AIM
Turn the material from the line that contains "Point out the tree" through the line that contains "Target: tree" into a JSON list of strings, one string per line, skipping any blank lines.
--- EXCERPTED RECORDS ---
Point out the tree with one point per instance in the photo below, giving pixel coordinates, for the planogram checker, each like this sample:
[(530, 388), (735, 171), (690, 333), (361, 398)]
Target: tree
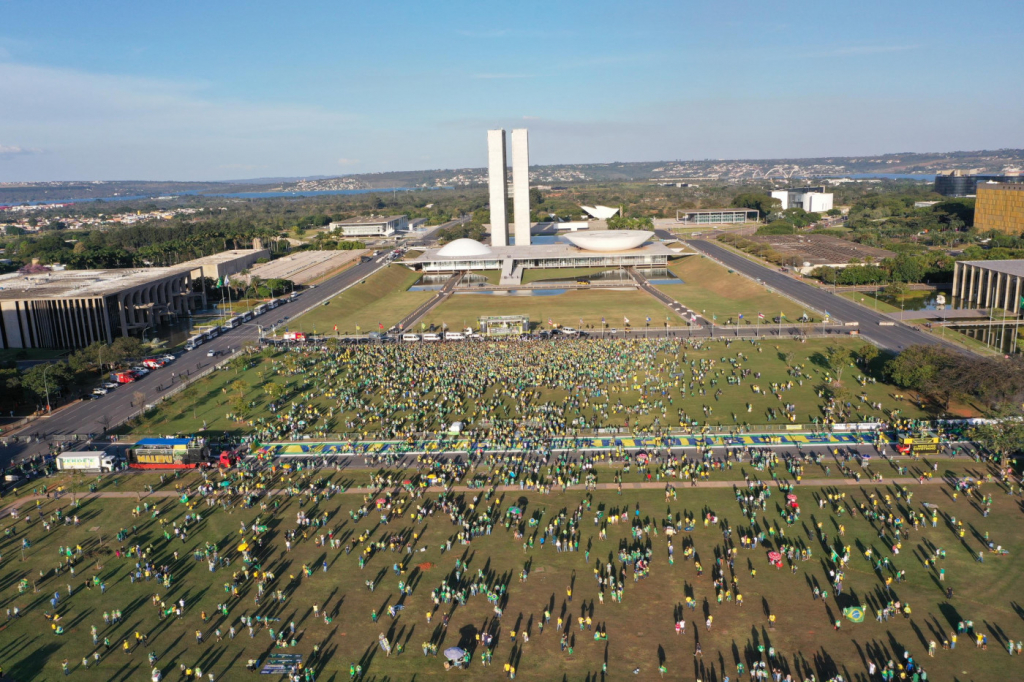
---
--- EXCERPTED RECORDS ---
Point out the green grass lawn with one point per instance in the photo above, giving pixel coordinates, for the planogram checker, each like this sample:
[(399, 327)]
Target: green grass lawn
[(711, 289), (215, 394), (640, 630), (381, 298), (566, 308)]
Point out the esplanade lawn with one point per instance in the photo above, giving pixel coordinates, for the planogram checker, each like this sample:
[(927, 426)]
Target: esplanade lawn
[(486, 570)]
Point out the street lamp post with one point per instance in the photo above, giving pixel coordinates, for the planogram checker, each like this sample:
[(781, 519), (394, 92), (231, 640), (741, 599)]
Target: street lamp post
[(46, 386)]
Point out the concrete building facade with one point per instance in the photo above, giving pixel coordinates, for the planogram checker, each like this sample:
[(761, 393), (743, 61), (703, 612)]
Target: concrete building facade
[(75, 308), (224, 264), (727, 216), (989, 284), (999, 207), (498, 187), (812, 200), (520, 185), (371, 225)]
---
--- EXCERPTED RECORDS ---
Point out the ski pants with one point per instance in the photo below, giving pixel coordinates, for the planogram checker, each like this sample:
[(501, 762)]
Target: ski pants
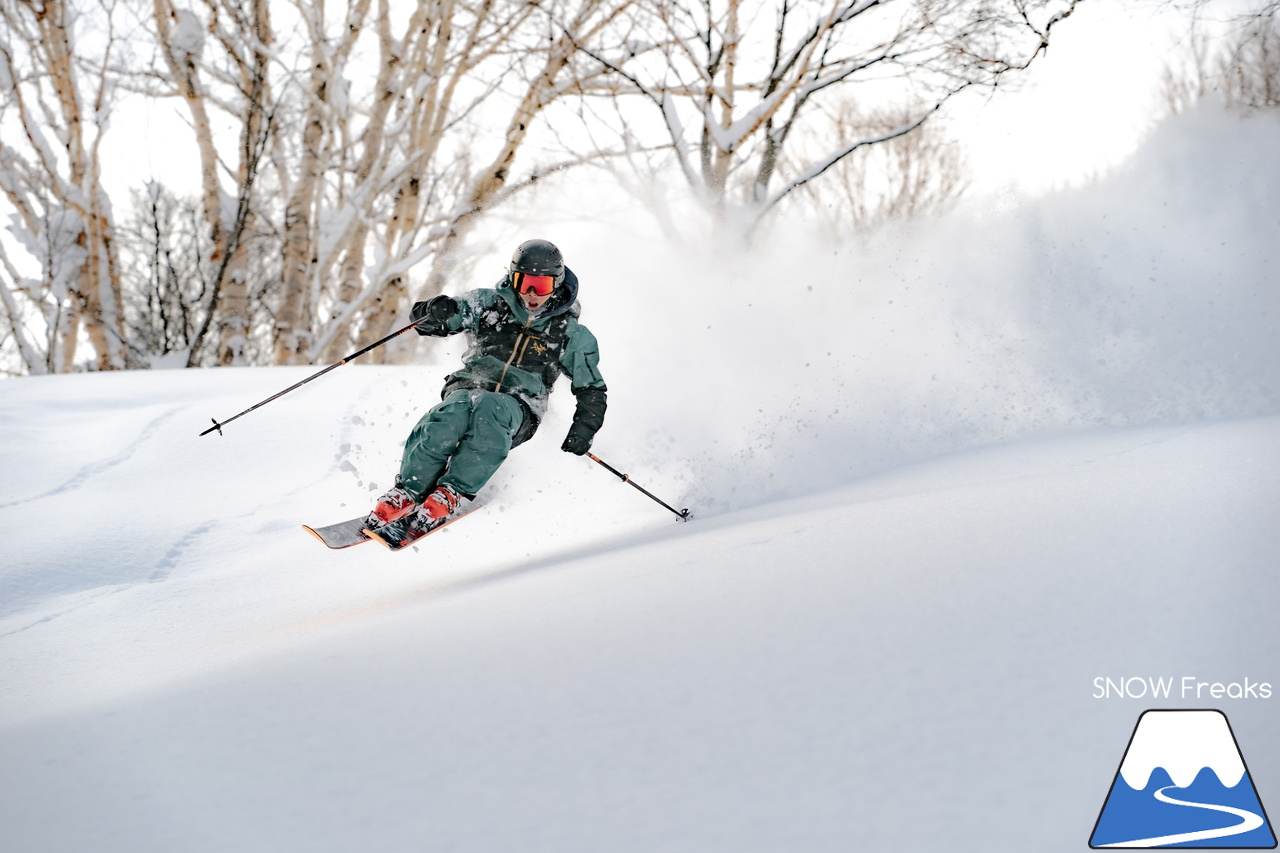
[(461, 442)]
---
THE RESPONSE
[
  "Point out the tree with one point per instance in the photo below, giving pixel coordinates, for the planogram checker, each like this sample:",
  "[(530, 388), (735, 171), (690, 333), (361, 398)]",
  "Target: tree"
]